§ PROBLEM DESCRIPTION: From the records that follow, copy every line in which "place" appears.

Point-per-instance localization data
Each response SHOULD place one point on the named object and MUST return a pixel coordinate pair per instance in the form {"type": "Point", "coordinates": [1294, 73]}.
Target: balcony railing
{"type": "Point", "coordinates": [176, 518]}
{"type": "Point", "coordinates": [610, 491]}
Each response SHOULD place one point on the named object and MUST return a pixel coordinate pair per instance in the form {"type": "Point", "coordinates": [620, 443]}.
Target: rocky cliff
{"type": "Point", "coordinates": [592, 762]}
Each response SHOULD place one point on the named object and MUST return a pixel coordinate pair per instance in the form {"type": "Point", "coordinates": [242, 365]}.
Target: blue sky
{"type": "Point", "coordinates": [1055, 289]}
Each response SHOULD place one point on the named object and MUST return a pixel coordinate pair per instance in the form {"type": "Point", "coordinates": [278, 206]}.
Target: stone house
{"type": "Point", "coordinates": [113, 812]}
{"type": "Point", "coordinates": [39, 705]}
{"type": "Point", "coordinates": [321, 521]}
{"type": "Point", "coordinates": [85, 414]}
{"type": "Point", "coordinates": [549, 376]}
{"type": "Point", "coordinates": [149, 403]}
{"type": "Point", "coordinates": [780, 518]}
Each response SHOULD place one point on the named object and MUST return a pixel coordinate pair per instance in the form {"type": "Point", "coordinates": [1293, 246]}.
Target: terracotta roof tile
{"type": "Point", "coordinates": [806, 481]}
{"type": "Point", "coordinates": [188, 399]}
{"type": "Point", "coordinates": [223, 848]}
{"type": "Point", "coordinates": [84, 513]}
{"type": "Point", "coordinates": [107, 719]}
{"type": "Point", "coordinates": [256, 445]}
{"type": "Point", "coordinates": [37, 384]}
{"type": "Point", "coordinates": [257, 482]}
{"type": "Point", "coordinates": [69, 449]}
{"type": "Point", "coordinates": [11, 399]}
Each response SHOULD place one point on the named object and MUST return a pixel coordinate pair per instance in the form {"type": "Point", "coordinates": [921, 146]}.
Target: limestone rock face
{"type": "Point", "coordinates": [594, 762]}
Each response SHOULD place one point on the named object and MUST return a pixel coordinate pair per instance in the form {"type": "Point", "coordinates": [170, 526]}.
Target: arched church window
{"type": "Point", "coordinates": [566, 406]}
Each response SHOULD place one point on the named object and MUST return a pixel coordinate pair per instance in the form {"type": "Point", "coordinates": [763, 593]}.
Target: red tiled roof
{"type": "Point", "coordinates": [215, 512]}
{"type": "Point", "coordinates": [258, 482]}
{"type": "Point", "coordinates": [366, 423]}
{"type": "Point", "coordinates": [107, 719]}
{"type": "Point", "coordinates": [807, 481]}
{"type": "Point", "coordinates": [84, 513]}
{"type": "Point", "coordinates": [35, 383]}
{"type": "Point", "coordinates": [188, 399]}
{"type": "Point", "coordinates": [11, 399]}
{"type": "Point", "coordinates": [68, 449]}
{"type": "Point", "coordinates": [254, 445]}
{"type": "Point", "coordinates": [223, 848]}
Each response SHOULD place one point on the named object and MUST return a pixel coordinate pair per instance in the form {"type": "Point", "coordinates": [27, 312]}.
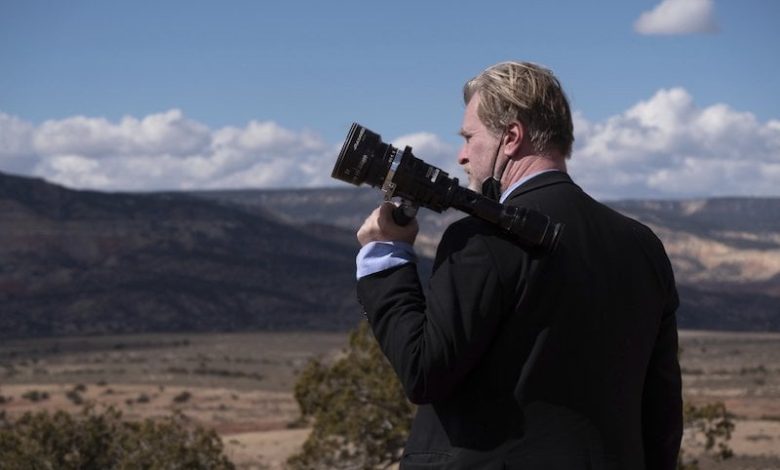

§ RESPONSE BELOW:
Each response SHOULD place one point on the named object and MUST return a pixel coordinate pair per instance in the form {"type": "Point", "coordinates": [1294, 73]}.
Each response SHOULD place one point on the named object and MUST return a pixel coordinate pair per instance in the form {"type": "Point", "coordinates": [620, 443]}.
Each response SHOULD place one point on the named object and MUST return a pixel coordinate pair per instance in the form {"type": "Point", "coordinates": [242, 365]}.
Each response SHOULD place one point on the named object and MUST return a pixel coordinate pair per instance in the form {"type": "Point", "coordinates": [278, 206]}.
Each response SHOULD place one point on the named object and MUST return a pixel coordinate pair per instance in the form {"type": "Point", "coordinates": [1293, 246]}.
Each response SHOULD place one point on the named object and MUST return a pixel coordinate pair per instance in the form {"type": "Point", "coordinates": [921, 146]}.
Each response SHOULD place one point on the named object and MUST return a pixel coordinate pair per instance in the form {"type": "Point", "coordinates": [170, 526]}.
Each response SHOULD place one point on the named object and MUST return a pixel coordinate pair per instance in the form {"type": "Point", "coordinates": [763, 593]}.
Each response SHOULD place one point on the named object and MUST return a pixel coordinate pair per instance in the form {"type": "Point", "coordinates": [27, 312]}.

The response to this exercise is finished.